▶ _The task_
Rewrite the items starting at the line that contains "Can you see the distant" and ending at the line that contains "column 222, row 681", swapping every "Drop" for "Place" and keeping all else the same.

▶ _Provided information_

********************

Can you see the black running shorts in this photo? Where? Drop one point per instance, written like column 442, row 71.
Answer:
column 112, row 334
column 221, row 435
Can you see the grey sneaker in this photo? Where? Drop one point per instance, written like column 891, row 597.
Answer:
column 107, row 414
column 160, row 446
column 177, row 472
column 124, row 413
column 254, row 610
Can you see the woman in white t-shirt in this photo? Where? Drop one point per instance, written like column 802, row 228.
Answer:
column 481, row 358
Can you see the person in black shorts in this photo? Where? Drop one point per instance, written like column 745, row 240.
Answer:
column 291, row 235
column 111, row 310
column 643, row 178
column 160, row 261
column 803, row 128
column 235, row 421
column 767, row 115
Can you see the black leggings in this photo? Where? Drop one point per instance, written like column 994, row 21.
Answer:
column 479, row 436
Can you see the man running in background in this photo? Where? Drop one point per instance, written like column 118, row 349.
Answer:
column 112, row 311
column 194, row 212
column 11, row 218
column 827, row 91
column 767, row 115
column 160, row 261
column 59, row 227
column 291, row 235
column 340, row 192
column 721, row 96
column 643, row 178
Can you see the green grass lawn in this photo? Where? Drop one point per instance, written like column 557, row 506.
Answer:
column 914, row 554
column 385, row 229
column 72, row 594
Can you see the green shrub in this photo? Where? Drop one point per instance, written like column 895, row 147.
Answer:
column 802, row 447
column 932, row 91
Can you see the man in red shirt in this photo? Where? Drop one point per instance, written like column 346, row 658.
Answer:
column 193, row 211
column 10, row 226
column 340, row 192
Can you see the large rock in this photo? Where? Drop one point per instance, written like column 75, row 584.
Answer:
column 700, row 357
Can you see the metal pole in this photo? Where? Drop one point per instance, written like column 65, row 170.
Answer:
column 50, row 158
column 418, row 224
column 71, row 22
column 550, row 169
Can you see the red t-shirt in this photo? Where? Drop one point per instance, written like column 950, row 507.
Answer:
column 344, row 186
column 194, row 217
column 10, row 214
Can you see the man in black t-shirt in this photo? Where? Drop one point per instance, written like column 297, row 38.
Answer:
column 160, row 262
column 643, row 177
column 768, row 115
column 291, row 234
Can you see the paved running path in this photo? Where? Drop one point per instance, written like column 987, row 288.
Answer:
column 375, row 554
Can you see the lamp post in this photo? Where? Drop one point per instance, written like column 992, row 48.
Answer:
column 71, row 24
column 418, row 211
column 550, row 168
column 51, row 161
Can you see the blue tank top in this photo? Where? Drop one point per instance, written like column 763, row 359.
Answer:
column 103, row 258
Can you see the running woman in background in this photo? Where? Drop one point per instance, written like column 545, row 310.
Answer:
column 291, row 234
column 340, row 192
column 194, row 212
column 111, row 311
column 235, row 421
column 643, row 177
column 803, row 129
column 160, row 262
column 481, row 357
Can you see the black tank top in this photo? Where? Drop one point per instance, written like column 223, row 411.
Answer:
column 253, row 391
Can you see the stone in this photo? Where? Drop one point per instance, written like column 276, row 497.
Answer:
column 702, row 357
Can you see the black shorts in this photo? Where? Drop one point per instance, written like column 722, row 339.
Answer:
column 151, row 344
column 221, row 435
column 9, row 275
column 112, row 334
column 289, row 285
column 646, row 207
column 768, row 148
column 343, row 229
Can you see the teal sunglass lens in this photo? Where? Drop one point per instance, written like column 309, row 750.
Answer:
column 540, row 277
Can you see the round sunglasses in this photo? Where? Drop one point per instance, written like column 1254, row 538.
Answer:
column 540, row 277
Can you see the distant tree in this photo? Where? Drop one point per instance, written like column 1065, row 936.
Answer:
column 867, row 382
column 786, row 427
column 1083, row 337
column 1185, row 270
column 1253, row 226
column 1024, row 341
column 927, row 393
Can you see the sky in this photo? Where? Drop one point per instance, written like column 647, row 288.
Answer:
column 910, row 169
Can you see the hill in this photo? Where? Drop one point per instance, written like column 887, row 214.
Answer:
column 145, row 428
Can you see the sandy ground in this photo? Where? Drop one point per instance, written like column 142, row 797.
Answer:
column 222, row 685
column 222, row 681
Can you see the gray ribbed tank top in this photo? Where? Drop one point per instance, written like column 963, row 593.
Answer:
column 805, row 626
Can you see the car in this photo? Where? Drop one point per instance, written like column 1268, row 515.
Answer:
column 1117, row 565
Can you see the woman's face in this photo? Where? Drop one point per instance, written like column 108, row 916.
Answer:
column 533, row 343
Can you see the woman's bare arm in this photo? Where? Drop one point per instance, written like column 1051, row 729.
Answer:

********************

▶ _Answer for this exercise_
Can you see the distant tree in this photo? Where? Place one point per instance, written like column 1065, row 936.
Answer:
column 867, row 382
column 786, row 427
column 1083, row 337
column 1185, row 270
column 1253, row 226
column 1024, row 341
column 927, row 393
Can you see the sky in this photo? Where? Place one point per instance, written like column 647, row 288.
Answer:
column 910, row 169
Can you see the hill in this photo? Where? Place one point per instance, written like column 887, row 214.
Answer:
column 145, row 428
Can you see the sandy ground in this photo? Where? Place one point per instance, written like column 142, row 797.
Answer:
column 222, row 685
column 222, row 681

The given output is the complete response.